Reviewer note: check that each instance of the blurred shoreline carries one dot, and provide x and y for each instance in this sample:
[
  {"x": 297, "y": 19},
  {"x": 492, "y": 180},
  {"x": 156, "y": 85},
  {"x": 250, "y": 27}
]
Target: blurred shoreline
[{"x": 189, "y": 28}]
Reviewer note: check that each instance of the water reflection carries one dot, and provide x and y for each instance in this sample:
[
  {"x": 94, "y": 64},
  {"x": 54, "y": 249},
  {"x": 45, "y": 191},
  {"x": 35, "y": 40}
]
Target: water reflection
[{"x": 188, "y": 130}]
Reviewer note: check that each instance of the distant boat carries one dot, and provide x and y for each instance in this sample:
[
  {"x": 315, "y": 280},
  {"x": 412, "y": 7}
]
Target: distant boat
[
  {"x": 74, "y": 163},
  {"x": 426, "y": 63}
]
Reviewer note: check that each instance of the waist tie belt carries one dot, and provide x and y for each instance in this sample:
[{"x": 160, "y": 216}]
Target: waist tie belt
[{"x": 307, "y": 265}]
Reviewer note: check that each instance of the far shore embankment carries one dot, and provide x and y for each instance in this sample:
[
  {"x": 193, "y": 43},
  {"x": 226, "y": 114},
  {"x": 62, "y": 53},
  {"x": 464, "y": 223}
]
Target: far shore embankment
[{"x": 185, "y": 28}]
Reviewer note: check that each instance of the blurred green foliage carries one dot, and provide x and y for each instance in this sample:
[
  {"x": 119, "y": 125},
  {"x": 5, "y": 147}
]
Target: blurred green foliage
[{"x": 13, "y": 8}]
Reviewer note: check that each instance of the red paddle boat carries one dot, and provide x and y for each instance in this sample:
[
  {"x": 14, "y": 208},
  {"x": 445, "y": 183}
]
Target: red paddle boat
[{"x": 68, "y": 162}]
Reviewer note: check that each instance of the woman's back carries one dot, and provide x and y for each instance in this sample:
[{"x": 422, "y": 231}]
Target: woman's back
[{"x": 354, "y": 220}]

• [WORK ORDER]:
Could you return every line from the entries above in which the string "each" occurs?

• [THE ANSWER]:
Reviewer note: check that each instance of the blurred shoreline carries one dot, and provide x and y for each instance in this sample:
Reviewer note: check that each instance of the water reflection carries one dot, and provide x and y for each instance in this sample:
Reviewer note: check that each instance of the distant boat carries one dot, and provide x and y for each instance in this sample:
Reviewer note: check that each instance of the waist tie belt carries one dot, and provide x and y for each instance in this sample:
Reviewer note: check that each instance of the far shore embankment carries one dot, and provide x and y for each instance in this sample:
Reviewer note: check that each instance of the blurred green foliage carries one dot, and provide x and y for each instance in this sample:
Reviewer note: check that each instance of the red paddle boat carries one dot, and provide x and y for each instance in this sample:
Reviewer note: check that each instance of the woman's back carries one dot, and provide x and y for each instance in this sample:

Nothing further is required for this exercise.